Exercise requirements: From the data below, return the exact lines starting at the line containing "Point on each instance of the inflatable" and ending at the line containing "Point on each instance of the calm", both included, and nothing else.

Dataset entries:

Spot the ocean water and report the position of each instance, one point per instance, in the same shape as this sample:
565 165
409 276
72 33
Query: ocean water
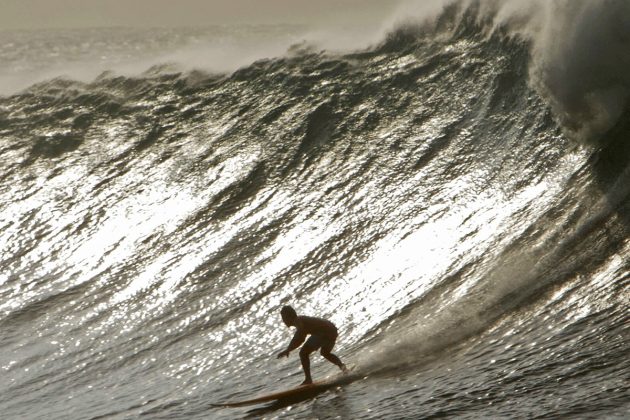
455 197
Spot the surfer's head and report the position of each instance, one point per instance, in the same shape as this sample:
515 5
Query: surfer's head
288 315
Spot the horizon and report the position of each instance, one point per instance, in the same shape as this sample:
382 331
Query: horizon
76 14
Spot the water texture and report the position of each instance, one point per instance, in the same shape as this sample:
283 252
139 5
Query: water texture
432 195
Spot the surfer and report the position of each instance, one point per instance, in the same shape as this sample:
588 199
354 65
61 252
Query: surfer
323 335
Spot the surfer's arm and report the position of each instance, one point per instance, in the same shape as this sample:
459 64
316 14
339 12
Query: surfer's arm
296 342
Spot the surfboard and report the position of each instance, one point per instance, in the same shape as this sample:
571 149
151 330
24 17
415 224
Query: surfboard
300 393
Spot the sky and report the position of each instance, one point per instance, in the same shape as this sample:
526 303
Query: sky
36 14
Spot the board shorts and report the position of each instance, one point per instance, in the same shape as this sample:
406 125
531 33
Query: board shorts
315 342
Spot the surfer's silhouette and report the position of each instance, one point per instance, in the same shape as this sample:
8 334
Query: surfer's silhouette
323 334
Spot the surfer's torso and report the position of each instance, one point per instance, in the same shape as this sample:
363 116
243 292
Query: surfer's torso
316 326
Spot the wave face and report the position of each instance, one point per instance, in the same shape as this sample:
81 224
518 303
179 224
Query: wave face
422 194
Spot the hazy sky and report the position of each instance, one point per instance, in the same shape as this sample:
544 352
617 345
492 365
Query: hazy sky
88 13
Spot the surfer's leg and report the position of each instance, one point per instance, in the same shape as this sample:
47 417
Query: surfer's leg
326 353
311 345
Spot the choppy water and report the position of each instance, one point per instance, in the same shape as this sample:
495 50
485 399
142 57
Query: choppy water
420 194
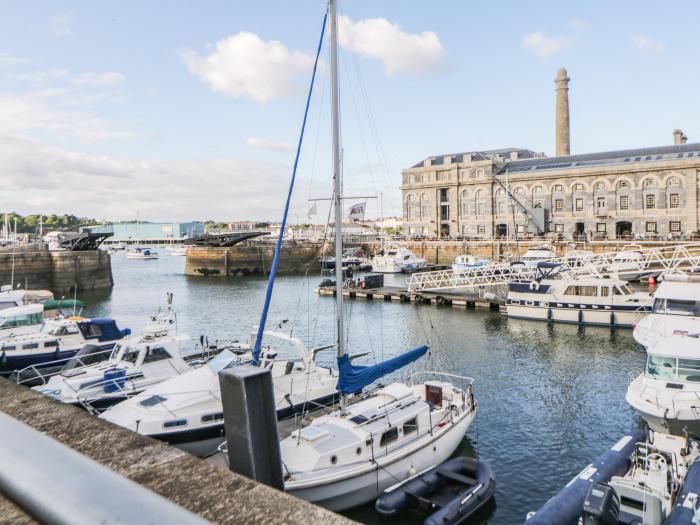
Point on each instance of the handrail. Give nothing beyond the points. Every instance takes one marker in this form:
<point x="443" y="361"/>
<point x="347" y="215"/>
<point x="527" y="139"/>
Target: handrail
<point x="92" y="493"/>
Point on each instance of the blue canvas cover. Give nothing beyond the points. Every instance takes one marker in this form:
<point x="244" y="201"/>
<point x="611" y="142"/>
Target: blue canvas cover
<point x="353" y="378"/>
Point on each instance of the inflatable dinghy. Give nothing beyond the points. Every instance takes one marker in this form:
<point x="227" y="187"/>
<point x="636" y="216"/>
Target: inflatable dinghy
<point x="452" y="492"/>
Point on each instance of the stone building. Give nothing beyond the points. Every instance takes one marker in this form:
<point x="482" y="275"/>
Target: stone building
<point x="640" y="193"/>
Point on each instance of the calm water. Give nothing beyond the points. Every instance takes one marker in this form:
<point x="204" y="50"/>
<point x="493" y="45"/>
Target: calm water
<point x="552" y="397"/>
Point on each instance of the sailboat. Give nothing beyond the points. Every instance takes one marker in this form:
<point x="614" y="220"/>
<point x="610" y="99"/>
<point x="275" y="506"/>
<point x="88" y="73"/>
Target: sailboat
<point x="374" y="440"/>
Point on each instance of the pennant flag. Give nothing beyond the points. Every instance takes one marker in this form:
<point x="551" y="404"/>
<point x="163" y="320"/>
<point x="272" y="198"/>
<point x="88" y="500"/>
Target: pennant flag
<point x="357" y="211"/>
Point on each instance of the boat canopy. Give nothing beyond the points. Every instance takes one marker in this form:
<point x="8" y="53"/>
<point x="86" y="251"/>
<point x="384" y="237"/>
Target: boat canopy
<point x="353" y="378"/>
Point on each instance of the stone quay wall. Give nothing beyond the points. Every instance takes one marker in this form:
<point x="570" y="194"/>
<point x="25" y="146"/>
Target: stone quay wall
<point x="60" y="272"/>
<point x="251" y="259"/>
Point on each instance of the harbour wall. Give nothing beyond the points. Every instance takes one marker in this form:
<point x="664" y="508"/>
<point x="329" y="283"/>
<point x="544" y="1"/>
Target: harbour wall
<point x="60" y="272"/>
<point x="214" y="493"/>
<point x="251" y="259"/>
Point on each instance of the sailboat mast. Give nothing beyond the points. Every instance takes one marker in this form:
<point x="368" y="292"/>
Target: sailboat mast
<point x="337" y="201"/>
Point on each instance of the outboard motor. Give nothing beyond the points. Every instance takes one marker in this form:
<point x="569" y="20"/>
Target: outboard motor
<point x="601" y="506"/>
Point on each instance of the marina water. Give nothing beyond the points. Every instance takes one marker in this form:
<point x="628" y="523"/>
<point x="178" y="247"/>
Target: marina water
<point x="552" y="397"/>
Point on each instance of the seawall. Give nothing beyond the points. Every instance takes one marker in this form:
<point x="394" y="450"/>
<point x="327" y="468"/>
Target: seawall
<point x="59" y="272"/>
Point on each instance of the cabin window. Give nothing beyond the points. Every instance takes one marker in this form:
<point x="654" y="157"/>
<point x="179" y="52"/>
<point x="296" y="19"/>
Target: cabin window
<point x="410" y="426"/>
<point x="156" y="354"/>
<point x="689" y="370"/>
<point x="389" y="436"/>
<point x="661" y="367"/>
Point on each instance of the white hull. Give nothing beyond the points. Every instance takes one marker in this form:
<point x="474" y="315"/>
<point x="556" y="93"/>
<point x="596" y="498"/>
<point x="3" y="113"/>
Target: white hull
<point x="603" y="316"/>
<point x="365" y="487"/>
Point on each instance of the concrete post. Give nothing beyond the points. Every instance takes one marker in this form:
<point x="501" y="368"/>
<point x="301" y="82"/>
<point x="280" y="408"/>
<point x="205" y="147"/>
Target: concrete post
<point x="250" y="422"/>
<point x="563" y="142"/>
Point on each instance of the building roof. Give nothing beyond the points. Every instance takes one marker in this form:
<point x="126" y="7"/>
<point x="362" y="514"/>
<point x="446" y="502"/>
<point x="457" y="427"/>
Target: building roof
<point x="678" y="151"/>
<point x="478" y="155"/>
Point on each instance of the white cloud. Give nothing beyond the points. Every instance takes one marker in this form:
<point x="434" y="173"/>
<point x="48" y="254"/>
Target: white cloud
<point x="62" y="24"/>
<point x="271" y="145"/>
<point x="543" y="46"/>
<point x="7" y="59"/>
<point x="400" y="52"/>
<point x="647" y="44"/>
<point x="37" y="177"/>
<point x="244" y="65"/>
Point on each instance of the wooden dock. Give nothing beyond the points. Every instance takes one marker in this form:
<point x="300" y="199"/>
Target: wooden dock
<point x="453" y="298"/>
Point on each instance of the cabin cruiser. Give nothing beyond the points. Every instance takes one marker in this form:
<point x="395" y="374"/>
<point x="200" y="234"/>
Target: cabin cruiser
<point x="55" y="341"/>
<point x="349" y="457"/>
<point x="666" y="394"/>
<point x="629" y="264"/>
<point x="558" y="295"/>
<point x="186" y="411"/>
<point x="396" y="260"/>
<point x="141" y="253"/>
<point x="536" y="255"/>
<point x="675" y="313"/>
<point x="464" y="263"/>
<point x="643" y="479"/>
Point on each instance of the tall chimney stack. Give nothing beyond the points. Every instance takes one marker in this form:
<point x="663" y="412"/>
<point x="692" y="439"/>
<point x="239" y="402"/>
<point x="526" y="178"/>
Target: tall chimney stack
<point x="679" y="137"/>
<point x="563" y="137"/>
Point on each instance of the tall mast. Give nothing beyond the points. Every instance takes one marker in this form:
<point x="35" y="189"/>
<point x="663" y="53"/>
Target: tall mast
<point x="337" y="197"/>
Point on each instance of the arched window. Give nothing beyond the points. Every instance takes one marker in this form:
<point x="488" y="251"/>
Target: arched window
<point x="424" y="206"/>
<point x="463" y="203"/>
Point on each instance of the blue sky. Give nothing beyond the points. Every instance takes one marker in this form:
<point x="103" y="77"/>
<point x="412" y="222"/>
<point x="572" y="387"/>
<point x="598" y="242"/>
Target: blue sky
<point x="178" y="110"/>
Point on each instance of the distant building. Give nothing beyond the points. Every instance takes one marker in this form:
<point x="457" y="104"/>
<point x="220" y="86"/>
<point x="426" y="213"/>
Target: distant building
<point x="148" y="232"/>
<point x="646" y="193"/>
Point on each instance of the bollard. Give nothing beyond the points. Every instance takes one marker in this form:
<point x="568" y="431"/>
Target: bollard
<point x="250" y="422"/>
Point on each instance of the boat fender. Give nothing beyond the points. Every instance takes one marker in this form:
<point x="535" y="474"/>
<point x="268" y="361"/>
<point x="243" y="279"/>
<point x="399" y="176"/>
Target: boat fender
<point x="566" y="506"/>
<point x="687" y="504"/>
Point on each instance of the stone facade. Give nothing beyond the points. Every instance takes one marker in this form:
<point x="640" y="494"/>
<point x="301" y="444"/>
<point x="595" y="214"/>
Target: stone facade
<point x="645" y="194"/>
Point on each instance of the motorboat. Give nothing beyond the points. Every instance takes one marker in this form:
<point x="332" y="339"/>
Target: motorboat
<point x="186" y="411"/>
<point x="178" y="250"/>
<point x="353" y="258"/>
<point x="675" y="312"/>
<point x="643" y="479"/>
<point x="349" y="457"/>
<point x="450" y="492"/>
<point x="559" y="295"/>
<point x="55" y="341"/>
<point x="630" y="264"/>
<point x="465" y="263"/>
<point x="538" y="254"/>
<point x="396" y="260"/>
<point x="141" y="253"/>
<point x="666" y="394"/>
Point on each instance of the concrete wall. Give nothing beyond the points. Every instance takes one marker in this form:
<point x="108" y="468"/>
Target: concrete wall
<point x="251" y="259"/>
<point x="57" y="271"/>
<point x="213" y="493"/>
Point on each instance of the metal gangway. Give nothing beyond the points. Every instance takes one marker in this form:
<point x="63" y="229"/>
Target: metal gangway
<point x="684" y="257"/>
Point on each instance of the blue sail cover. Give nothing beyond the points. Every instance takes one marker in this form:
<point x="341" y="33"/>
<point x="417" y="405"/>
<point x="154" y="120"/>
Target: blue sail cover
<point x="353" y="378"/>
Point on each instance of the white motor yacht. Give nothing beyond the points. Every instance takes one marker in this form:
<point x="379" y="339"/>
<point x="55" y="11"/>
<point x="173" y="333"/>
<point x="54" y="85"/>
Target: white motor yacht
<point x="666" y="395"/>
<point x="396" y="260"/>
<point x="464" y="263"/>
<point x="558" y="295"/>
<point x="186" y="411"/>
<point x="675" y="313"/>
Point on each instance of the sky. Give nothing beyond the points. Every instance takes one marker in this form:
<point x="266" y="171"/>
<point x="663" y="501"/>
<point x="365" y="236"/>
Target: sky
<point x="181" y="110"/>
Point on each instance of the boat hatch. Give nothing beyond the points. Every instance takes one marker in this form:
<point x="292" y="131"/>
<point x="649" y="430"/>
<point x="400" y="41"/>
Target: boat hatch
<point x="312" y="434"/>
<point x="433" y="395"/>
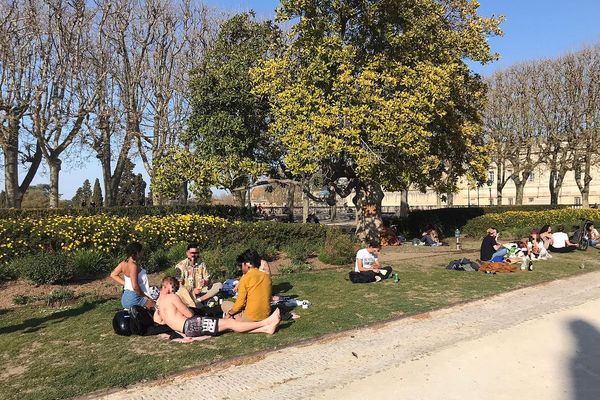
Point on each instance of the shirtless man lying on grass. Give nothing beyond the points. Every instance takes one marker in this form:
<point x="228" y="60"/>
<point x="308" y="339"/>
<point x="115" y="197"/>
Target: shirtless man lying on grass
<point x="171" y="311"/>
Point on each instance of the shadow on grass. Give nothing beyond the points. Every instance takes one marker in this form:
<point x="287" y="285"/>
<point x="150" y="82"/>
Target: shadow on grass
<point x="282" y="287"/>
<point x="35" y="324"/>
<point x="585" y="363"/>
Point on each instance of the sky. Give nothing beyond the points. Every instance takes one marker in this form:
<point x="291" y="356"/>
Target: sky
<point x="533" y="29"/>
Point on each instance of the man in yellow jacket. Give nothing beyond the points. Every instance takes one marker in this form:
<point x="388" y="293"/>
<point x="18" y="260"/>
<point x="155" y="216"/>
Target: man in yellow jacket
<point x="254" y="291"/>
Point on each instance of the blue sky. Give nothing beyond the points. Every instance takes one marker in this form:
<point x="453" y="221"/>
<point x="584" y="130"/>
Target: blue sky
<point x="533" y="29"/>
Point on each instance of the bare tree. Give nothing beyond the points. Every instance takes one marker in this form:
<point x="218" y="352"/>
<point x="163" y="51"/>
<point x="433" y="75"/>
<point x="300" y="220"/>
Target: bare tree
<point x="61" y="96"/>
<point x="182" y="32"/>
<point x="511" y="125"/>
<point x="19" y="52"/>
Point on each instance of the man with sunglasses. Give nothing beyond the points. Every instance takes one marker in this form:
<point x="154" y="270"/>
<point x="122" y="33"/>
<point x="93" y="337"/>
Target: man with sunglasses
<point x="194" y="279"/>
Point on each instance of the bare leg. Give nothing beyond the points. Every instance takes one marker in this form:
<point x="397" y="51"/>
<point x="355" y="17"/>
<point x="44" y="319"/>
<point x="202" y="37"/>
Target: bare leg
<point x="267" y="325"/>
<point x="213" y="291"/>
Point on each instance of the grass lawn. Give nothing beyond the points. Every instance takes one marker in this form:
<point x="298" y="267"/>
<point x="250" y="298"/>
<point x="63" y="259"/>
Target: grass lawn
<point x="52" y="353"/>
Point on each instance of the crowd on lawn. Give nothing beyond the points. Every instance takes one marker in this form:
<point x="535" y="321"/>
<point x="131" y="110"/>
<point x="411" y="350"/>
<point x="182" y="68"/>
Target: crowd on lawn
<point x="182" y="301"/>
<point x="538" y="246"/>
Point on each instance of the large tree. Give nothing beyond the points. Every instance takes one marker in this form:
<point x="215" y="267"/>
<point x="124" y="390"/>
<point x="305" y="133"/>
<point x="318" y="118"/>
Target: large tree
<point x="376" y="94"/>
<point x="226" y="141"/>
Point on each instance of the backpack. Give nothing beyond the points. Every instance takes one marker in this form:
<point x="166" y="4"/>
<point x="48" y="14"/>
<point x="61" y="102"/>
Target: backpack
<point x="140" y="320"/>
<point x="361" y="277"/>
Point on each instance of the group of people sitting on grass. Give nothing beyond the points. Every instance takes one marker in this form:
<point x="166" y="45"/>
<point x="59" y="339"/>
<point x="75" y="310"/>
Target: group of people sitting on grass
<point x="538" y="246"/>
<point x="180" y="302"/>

Solution to the exercise:
Point on each instance of the inflatable dinghy. Give nothing beyond the points. Every instance takes one marker in this form:
<point x="227" y="187"/>
<point x="636" y="216"/>
Target: inflatable dinghy
<point x="452" y="492"/>
Point on each instance of the stone building. Give nothing beyond the points. Every instance takes one marker in this form:
<point x="482" y="275"/>
Target: stone building
<point x="640" y="193"/>
Point on each instance of the calm water. Give nothing beyond the points. Every instance takes one marker in this form:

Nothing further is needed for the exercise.